--- Extract provided Enclosed Below ---

God hears “amen” wherever we are

Every now and then, things get so sideways that you have no idea how you got here.

My phone rang last night but the ringer was off as I’d been in a networking event and it’s bad form to have your ringer on.  I missed a call I really hate that I missed.

Last night Prescott’s owner called.  I got the message this morning.  I thought “why is she calling at 10:30 at night…”  I listened to the message.  It went like this…”I’m so sorry to call you like this.  It’s Prescott.  He died.  He just died.  He was playing and then he died.”  I knew I missed my chance.  All I could have done is help her get his body to the vet last night, and maybe that would help me understand what happened.  But I didn’t get the chance.  He was gone as quickly as he came.  And with him, a piece of my heart.  His owner told me she would never be the same.  Neither will I.

That’s one of the last pictures I took of Prescott.  His mom had me and some other folks over for latkes and Christmas cookies.  Because that’s how we roll.

Prescott’s job was to be the calming influence for a horribly abused dog that his mom had adopted the previous year.  Her old male Charley had succumbed to cancer and she didn’t know who was going to be the guiding light for the horribly abused little girl dog.  Then Oakland called me about Prescott.

He was majestic.  I’ve never had a dog here that I didn’t want to neuter until Prescott got here.  I seriously considered getting him health tested, finishing him, re-test him and find him the perfect bitch.  No one caught the DCM.  It’s a hard one to catch.  There isn’t anything definitive unless it’s raging at the time of the test.  Or if the dog shows signs of illness.

--- End of Enclosed Extract provided ---
--- Study material Enclosed Below ---

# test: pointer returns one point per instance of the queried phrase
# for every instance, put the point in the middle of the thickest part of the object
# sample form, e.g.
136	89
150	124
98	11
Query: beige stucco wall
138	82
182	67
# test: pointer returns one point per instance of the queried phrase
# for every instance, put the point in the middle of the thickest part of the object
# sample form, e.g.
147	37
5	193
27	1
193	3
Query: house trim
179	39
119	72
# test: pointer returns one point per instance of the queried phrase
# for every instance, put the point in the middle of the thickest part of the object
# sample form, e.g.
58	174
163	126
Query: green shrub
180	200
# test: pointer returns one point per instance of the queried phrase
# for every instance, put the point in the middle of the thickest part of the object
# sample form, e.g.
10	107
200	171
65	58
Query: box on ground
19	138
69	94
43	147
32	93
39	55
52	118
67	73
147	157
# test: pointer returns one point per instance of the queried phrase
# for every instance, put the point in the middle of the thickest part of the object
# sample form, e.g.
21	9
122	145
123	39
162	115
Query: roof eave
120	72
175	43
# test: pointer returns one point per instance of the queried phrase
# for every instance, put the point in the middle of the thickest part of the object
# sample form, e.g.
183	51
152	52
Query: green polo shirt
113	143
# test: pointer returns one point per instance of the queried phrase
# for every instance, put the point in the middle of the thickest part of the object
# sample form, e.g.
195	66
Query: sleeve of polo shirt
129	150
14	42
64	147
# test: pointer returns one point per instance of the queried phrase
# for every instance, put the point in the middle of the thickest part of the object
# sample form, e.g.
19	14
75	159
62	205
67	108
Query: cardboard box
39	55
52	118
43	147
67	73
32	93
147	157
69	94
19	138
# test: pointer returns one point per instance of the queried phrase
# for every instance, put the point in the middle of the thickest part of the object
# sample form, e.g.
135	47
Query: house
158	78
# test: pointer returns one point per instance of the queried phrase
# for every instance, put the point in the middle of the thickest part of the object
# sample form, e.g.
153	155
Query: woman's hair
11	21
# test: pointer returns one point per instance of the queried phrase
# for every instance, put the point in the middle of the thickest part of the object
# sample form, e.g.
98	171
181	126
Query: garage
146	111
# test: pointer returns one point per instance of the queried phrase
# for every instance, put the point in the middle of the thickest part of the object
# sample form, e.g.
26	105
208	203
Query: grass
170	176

--- End of Enclosed Study material ---
--- Study material Enclosed Below ---

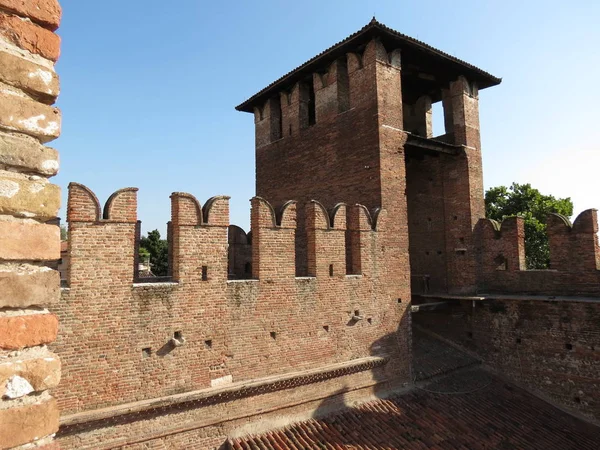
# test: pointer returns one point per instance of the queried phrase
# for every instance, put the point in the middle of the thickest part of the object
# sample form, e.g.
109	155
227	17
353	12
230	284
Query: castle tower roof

--- End of Enclosed Study material ---

Please carry on the post about Prescott from the point where it stops. The entries are separate material with no connection to the post about Prescott.

■ Task answer ■
Prescott was the only rescue that I let sleep in the bedroom.  The night I had him neutered he cried and cried and cried.  I assumed he was crying “My balls!  My balls!”.  I locked everyone else up in their crates and let Prescott sleep in the bedroom.  He slept like a baby.

He wasn’t here that long but just long enough to steal my heart.  That dog was a thief.

The lady who adopted him was older, she lived in Rossmoor and I always assumed that at some point she would have health issues and Prescott would come back to me.  He was a wonderful dog and I knew that I would make room for him because he was such a slice of awesome.

That day never came.  It evaporated last night.  She is understandably devastated and my heart is crushed.

Prescott, you burned bright.  I know you knew love.  You’re gone, and with you went a piece of my heart.  Godspeed little man.